TESTO FORNITO
>>>
Le uccisioni nelle case coloniche trasformate in camere a gas

Nel 1942, le prime strutture omicide funzionanti a Birkenau furono due piccole case coloniche, ribattezzate Bunker 1 (chiamata anche casetta rossa) e Bunker 2 (la casetta bianca). La testimonianza seguente è dell’ex deportato Wieslaw Kieler, che lavorava nell’infermeria del campo e fu testimone, soprattutto, dell’eliminazione col fenolo di coloro che erano stati temporaneamente risparmiati, al fine di vuotare le camere dai cadaveri.

In primavera giunsero, sempre di notte, trasporti di ebrei che non venivano portati nel lager, ma in una casa colonica che si trovava nel boschetto di Birkenau. La casa era costruita in modo tale che vi si poteva uccidere un gran numero di persone che vi venivano condotte per mezzo di un binario secondario della stazione di Auschwitz.
<<<
DATI REGISTRATI
>>>
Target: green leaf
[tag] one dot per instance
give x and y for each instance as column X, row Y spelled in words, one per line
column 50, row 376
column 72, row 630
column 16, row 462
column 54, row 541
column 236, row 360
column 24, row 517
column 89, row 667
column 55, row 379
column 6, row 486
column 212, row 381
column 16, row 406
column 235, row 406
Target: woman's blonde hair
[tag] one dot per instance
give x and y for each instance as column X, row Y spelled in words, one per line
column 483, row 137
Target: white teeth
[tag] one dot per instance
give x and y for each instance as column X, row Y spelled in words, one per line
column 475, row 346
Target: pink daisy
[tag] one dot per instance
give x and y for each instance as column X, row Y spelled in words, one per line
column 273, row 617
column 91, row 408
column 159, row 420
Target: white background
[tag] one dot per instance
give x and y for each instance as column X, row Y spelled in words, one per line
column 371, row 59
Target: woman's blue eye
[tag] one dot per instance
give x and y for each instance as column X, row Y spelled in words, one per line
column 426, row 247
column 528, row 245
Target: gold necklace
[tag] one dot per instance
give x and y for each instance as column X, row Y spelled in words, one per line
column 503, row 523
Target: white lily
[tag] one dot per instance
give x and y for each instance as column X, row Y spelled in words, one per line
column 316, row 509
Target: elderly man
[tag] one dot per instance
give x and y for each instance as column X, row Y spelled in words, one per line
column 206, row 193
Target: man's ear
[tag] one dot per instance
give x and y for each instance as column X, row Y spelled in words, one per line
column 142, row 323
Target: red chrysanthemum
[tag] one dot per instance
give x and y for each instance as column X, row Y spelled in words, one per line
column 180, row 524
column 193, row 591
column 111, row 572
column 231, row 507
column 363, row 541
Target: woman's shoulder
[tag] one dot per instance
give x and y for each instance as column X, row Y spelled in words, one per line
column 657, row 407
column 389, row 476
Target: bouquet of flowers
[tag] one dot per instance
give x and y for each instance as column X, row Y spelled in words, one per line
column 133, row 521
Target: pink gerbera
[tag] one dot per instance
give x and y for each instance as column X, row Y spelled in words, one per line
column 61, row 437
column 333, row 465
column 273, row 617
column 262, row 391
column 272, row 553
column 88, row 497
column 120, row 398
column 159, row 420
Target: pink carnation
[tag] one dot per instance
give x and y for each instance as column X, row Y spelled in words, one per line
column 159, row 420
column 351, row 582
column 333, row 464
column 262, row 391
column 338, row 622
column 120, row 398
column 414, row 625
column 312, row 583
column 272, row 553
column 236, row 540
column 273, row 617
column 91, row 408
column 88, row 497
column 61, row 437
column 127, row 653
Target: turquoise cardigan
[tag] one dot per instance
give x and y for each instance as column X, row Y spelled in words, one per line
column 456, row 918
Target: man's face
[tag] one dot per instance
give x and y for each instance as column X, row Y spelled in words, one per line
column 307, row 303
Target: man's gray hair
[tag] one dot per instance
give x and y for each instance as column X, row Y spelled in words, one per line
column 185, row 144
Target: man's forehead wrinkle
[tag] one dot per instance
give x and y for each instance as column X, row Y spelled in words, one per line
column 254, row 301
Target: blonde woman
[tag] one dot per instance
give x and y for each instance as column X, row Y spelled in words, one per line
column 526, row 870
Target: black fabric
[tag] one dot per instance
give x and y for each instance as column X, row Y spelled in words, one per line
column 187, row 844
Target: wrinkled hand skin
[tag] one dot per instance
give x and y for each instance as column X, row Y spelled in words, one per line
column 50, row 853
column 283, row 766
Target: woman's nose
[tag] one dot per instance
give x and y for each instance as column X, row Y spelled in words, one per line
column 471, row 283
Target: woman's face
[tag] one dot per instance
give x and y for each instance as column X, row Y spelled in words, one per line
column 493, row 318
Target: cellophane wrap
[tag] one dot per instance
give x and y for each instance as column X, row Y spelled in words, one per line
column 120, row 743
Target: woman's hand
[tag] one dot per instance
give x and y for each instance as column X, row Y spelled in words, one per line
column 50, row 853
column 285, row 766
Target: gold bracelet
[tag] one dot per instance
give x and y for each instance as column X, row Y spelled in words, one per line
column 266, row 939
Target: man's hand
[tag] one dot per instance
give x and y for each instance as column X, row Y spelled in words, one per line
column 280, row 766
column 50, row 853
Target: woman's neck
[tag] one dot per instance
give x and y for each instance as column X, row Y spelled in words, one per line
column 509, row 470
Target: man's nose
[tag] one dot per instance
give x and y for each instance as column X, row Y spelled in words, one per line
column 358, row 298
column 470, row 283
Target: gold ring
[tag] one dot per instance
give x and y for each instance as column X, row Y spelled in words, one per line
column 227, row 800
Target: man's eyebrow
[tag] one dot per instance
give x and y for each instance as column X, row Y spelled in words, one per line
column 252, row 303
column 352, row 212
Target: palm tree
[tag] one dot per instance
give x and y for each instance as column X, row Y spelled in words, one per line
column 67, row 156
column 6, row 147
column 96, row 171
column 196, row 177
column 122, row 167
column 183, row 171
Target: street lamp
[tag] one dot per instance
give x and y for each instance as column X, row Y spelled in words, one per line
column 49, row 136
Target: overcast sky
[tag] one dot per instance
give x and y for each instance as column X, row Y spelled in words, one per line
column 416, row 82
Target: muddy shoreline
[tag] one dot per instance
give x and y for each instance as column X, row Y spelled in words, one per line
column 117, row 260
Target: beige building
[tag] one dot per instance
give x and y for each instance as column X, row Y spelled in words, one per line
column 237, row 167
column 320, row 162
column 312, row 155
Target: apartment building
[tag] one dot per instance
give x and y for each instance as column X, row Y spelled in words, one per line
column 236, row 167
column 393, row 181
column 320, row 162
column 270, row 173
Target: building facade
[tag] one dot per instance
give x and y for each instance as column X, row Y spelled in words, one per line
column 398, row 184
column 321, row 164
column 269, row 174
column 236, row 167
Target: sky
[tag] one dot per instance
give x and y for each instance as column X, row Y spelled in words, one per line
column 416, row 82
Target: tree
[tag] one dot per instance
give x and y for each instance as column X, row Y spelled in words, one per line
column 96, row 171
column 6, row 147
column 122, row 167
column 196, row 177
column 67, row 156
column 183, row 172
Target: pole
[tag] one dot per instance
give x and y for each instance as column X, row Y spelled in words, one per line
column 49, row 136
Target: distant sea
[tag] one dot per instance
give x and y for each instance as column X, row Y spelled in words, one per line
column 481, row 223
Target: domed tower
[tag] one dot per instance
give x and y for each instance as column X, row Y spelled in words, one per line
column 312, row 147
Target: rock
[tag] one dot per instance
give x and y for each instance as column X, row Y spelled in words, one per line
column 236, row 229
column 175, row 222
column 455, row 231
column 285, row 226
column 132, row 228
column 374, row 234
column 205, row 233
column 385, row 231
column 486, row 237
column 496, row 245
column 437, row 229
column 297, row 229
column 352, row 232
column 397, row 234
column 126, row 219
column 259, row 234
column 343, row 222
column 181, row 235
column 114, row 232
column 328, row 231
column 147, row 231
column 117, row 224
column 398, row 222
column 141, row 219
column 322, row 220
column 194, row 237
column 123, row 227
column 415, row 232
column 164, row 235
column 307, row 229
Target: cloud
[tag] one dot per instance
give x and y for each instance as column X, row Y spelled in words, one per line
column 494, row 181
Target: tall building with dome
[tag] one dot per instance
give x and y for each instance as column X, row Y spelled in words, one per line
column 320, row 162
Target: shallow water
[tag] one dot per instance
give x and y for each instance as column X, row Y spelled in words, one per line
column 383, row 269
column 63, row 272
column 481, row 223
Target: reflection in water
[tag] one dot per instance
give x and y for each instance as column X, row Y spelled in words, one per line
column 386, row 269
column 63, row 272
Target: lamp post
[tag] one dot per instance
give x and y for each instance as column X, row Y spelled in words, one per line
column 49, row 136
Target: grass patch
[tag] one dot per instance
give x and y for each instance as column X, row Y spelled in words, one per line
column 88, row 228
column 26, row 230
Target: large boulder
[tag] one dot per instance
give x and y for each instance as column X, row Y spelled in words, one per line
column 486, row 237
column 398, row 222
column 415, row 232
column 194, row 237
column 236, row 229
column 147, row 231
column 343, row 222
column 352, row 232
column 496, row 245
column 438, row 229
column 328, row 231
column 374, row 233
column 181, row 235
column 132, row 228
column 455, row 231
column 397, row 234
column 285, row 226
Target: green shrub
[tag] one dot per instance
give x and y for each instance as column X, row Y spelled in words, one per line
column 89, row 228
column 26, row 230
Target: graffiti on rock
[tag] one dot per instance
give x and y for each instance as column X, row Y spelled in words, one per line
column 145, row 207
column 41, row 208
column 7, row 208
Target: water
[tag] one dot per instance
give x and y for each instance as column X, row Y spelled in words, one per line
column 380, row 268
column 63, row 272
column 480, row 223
<<<
ESERCIZI DA SVOLGERE
- 1) Secondo il testo sulle camere a gas di Birkenau, con quale nome era chiamato anche il Bunker 2?
- 2) Ripeti parola per parola il passo del testo sulle camere a gas di Birkenau che comincia con "Le uccisioni nelle" e termina con "stazione di Auschwitz.".
- 3) Prosegui il testo sulle camere a gas di Birkenau dopo l'ultima frase riportata.
I record non servono per svolgere gli esercizi.

RISPOSTE PER NUMERO
- 1) La casetta bianca.

- 2)
Le uccisioni nelle case coloniche trasformate in camere a gas

Nel 1942, le prime strutture omicide funzionanti a Birkenau furono due piccole case coloniche, ribattezzate Bunker 1 (chiamata anche casetta rossa) e Bunker 2 (la casetta bianca). La testimonianza seguente è dell’ex deportato Wieslaw Kieler, che lavorava nell’infermeria del campo e fu testimone, soprattutto, dell’eliminazione col fenolo di coloro che erano stati temporaneamente risparmiati, al fine di vuotare le camere dai cadaveri.

In primavera giunsero, sempre di notte, trasporti di ebrei che non venivano portati nel lager, ma in una casa colonica che si trovava nel boschetto di Birkenau. La casa era costruita in modo tale che vi si poteva uccidere un gran numero di persone che vi venivano condotte per mezzo di un binario secondario della stazione di Auschwitz.

- 3)
Dopo che un trasporto era stato gassato in quella che sembrava un’innocua fattoria, un piccolo gruppo di ebrei giovani e forti, forse 20 uomini, lasciati in vita, dovevano prendere dalle camere a gas i cadaveri dei loro compagni di dolore e sotterrarli in una fossa scavata in un prato nelle immediate vicinanze della fattoria. Quando le tracce del crimine erano state cancellate, li si portava da noi, nell’infermeria, e li si metteva in fila davanti all’ambulatorio…

Agli ebrei veniva detto che gli sarebbero state somministrate iniezioni ricostituenti dopo il lavoro gravoso. Si trovavano in effetti nell’infermeria, non potevano avere sospetti. Klehr, in camice bianco, da medico, li riceveva uno alla volta nel suo ambulatorio, chiudendo premurosamente la porta dietro ogni paziente. Contemporaneamente, entravano Obojski e Teofil [due detenuti addetti al trasporto dei cadaveri – n.d.r.], mettevano il paziente addormentato sulla barella, lo coprivano con una coperta e lo portavano all’interno della baracca.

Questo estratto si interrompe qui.